Task requirements » Using the data beneath this instruction, retype only the lines from the one that contains "Expected behaviour: the pointer locates the house" down to the one that contains "Expected behaviour: the pointer locates the green lawn", both included, exactly as they appear.

Extracted information »
"""

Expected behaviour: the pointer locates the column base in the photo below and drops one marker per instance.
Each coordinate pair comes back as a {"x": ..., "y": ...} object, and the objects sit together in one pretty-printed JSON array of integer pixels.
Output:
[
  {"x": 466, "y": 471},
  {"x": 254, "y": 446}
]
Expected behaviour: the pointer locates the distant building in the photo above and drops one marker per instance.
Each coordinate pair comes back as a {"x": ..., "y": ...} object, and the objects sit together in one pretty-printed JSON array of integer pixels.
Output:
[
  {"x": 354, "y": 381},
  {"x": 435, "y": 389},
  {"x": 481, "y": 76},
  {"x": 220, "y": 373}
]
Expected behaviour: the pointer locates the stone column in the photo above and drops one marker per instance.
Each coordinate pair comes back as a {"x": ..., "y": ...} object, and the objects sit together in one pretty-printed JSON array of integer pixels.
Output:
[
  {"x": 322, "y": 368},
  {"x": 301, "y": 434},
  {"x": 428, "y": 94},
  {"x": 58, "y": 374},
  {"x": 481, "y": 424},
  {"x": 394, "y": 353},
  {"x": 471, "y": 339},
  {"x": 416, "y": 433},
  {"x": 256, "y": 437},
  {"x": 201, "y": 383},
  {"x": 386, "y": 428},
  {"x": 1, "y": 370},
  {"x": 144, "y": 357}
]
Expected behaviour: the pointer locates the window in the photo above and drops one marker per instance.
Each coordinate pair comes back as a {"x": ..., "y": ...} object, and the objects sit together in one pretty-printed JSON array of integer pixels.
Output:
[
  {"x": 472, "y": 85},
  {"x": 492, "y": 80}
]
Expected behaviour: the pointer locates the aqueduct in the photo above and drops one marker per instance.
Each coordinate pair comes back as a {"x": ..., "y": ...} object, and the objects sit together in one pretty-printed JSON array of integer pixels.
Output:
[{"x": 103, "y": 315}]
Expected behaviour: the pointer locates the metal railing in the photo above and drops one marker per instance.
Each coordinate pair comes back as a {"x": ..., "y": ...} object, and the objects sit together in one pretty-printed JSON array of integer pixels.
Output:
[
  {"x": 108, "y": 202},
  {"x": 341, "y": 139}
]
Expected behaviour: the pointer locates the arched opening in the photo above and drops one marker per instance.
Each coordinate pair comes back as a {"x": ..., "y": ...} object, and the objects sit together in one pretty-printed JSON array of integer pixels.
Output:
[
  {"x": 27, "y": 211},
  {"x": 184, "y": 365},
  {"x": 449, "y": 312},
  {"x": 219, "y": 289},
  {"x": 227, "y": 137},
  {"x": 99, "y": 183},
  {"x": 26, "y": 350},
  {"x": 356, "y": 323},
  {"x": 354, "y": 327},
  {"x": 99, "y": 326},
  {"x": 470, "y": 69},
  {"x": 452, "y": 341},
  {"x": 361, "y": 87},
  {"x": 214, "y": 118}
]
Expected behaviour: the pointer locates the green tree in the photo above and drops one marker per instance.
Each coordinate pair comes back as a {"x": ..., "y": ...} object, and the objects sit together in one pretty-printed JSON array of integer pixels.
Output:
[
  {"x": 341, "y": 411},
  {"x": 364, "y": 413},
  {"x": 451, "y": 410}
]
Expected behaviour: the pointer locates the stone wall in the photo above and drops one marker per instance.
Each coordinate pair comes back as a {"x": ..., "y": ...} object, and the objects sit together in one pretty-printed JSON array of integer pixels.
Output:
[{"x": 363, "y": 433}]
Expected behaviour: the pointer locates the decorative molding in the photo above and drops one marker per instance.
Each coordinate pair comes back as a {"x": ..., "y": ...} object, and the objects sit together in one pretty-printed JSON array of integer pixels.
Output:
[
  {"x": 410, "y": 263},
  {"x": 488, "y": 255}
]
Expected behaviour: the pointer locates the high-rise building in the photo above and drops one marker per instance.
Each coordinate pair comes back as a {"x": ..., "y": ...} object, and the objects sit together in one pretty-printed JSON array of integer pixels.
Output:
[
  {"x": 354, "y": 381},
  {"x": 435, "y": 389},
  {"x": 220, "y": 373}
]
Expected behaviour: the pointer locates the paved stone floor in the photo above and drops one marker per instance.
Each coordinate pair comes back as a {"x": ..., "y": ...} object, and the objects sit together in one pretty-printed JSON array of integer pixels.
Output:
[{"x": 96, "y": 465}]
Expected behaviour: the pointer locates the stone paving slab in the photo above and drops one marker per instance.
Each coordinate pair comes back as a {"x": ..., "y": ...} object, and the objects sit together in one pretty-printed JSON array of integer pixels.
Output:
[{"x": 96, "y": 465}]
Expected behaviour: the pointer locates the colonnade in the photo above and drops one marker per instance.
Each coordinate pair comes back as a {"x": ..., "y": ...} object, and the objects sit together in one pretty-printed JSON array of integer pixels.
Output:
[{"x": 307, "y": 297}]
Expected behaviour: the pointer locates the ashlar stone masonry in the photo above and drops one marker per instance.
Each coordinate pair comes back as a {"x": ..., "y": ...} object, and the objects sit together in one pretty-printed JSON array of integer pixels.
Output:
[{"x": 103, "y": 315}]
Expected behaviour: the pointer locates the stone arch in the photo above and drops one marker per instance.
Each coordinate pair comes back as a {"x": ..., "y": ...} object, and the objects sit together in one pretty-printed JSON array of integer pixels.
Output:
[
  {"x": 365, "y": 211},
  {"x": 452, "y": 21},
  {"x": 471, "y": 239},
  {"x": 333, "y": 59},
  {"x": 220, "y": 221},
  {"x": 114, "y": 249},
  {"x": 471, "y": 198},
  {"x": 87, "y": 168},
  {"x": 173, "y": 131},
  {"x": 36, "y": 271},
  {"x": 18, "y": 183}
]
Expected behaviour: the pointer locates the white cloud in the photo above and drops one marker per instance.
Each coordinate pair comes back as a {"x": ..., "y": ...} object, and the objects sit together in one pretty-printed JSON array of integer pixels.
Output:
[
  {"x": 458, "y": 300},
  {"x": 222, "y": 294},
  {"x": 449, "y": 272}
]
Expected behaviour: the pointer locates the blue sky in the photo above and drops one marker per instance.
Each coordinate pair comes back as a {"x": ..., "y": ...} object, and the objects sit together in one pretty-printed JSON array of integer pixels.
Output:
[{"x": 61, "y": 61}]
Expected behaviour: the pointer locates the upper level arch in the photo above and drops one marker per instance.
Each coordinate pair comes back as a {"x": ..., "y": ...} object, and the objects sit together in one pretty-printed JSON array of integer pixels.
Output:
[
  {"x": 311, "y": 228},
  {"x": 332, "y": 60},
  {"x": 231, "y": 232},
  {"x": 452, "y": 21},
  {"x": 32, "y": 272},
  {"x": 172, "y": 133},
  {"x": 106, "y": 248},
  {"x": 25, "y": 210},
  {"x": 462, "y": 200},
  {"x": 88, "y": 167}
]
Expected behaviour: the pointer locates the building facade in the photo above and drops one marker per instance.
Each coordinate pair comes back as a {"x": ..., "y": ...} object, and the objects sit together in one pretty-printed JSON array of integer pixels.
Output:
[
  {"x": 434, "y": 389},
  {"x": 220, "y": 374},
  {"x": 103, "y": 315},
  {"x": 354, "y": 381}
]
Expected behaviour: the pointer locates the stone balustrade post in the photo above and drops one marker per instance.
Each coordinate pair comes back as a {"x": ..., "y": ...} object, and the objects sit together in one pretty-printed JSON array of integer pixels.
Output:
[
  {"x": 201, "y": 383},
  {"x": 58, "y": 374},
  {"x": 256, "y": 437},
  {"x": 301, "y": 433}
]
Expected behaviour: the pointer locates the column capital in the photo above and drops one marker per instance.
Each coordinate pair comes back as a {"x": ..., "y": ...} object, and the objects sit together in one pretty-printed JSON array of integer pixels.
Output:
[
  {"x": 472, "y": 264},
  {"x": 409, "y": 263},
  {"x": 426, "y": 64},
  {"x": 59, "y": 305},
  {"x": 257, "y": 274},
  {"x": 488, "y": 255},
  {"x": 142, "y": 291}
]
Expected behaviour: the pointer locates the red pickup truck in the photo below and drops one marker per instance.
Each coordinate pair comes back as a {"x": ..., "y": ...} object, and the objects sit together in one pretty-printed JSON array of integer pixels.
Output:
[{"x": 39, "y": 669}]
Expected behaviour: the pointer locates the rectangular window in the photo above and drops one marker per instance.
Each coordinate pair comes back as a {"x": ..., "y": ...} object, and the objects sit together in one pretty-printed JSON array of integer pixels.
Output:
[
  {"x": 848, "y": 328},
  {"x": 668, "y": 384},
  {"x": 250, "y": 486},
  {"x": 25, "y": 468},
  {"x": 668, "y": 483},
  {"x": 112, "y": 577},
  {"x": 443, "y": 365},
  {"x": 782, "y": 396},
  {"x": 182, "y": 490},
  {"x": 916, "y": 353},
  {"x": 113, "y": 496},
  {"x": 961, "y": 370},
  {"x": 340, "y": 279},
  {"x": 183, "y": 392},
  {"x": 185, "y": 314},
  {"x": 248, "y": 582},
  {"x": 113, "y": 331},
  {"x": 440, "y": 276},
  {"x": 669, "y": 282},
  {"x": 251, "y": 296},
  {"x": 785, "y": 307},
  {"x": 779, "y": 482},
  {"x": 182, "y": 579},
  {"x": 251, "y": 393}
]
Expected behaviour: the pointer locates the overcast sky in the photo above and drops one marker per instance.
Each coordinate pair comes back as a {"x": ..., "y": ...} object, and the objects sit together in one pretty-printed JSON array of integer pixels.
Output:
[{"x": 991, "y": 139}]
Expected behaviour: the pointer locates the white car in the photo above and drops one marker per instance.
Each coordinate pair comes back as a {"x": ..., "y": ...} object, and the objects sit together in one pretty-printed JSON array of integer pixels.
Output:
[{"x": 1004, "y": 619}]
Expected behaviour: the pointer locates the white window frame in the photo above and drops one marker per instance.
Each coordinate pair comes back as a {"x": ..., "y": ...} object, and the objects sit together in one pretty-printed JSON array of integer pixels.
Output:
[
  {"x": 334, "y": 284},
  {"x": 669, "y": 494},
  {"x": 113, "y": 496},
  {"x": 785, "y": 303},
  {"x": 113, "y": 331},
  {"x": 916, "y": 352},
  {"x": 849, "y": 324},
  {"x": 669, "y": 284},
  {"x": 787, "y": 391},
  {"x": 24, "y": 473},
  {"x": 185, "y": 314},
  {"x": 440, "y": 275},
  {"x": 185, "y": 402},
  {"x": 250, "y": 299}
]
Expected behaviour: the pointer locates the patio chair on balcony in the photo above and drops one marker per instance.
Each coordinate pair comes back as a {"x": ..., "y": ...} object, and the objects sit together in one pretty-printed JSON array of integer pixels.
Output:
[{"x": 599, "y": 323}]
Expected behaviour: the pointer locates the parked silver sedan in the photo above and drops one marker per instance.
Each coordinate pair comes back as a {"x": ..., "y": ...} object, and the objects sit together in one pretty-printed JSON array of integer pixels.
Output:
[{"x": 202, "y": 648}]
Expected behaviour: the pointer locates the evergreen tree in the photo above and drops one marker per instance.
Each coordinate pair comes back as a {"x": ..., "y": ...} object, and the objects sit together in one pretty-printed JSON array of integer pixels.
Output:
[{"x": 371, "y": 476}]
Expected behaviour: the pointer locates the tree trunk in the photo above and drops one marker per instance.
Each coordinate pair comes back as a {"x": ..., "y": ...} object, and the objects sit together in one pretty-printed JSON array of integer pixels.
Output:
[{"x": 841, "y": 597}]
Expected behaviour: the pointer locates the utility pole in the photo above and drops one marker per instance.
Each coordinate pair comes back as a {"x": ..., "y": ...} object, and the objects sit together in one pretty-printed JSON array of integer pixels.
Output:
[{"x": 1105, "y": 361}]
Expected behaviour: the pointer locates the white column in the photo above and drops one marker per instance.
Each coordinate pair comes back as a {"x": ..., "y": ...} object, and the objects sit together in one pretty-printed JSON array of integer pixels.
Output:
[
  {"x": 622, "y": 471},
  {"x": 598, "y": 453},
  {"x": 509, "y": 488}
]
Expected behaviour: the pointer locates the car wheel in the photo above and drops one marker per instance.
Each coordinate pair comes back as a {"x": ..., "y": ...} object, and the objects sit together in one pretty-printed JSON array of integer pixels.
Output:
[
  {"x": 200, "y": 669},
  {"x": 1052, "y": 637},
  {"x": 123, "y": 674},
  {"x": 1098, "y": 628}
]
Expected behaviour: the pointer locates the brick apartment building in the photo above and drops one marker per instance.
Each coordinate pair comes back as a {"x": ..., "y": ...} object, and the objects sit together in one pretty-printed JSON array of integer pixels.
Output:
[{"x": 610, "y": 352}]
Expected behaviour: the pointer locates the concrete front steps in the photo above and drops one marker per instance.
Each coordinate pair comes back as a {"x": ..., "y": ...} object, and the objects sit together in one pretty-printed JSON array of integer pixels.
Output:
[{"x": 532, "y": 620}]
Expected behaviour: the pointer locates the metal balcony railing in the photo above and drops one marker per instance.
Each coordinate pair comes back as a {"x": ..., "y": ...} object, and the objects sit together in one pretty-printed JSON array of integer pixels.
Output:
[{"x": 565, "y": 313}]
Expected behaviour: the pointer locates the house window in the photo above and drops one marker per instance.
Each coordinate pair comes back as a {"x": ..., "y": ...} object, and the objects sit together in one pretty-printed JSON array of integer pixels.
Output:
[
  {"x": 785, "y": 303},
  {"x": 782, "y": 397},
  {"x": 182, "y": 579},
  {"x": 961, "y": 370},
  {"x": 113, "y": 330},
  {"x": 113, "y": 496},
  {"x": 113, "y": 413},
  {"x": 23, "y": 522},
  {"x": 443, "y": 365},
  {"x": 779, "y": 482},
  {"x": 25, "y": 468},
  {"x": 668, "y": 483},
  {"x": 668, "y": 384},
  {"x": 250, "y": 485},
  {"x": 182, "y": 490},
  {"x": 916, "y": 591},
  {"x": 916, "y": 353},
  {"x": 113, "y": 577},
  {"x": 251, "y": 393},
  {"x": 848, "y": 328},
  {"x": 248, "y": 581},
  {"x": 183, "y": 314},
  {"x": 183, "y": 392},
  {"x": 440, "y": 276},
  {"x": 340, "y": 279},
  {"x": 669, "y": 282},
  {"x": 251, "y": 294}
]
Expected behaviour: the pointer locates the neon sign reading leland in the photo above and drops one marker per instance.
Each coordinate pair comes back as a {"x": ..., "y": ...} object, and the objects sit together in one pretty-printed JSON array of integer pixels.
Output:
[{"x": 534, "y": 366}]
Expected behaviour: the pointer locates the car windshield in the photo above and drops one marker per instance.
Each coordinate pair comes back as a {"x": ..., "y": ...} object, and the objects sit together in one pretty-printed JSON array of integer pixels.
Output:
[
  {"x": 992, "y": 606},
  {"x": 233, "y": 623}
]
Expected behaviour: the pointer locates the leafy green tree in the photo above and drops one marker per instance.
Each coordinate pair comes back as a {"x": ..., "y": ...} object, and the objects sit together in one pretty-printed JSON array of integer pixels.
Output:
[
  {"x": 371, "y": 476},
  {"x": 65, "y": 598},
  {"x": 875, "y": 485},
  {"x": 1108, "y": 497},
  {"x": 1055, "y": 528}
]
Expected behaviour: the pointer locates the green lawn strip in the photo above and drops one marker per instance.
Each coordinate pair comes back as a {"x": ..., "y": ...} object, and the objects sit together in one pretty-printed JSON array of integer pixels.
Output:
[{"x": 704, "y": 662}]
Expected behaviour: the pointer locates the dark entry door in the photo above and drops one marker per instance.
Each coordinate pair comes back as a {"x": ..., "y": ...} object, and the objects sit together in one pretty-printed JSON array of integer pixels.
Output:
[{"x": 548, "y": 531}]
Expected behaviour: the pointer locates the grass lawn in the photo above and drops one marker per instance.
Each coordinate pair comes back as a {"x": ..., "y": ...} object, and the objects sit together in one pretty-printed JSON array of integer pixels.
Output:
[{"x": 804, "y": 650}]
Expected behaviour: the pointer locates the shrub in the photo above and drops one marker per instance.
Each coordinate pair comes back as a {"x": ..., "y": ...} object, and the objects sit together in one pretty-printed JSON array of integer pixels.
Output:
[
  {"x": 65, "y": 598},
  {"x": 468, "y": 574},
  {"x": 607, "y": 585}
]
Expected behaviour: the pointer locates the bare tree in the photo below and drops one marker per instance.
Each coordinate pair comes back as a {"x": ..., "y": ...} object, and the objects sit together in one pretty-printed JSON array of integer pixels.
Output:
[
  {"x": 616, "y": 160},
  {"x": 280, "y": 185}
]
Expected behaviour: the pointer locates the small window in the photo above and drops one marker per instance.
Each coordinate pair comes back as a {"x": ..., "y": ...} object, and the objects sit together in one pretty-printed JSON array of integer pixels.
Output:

"""

Response box »
Expected behaviour: the pointer locates the house window in the photo above and drops one marker per instance.
Each coordinate pair comes back as a {"x": ..., "y": ...} object, and the objects sit together in one pretty-printed JSON array of integer pixels.
Output:
[
  {"x": 785, "y": 303},
  {"x": 782, "y": 397},
  {"x": 182, "y": 579},
  {"x": 961, "y": 370},
  {"x": 113, "y": 330},
  {"x": 113, "y": 496},
  {"x": 113, "y": 413},
  {"x": 23, "y": 522},
  {"x": 443, "y": 365},
  {"x": 779, "y": 482},
  {"x": 25, "y": 468},
  {"x": 668, "y": 483},
  {"x": 668, "y": 384},
  {"x": 250, "y": 485},
  {"x": 182, "y": 490},
  {"x": 916, "y": 591},
  {"x": 916, "y": 353},
  {"x": 113, "y": 577},
  {"x": 251, "y": 393},
  {"x": 848, "y": 328},
  {"x": 248, "y": 581},
  {"x": 183, "y": 314},
  {"x": 183, "y": 392},
  {"x": 440, "y": 276},
  {"x": 340, "y": 279},
  {"x": 669, "y": 282},
  {"x": 251, "y": 294}
]
Expected behaviour: the pointer locates the neon sign reading leland in the photo above and drops one marker per instance.
Each coordinate pair comes back as a {"x": ..., "y": ...} object, and the objects sit together in one pretty-printed JSON array of integer pixels.
Output:
[{"x": 534, "y": 366}]
Expected behaviour: the pointer locates the car windshield in the photo above and drops one marker per instance.
Each coordinate pair comes back as a {"x": ..., "y": ...} object, and the objects sit together in one pretty-printed JSON array of integer pixels.
Output:
[
  {"x": 992, "y": 606},
  {"x": 233, "y": 623}
]
Expected behaviour: the pointer locates the leafy green tree in the photo above and drops one marker per instance.
Each coordinate pair comes back as a {"x": ..., "y": ...} object, and the objects sit together in one pretty-printed JSON array of integer pixels.
Output:
[
  {"x": 371, "y": 476},
  {"x": 65, "y": 598},
  {"x": 875, "y": 485},
  {"x": 1108, "y": 497},
  {"x": 1055, "y": 528}
]
Expected behaviour: the pointer locates the green lawn strip in the photo above and drops one marker per instance.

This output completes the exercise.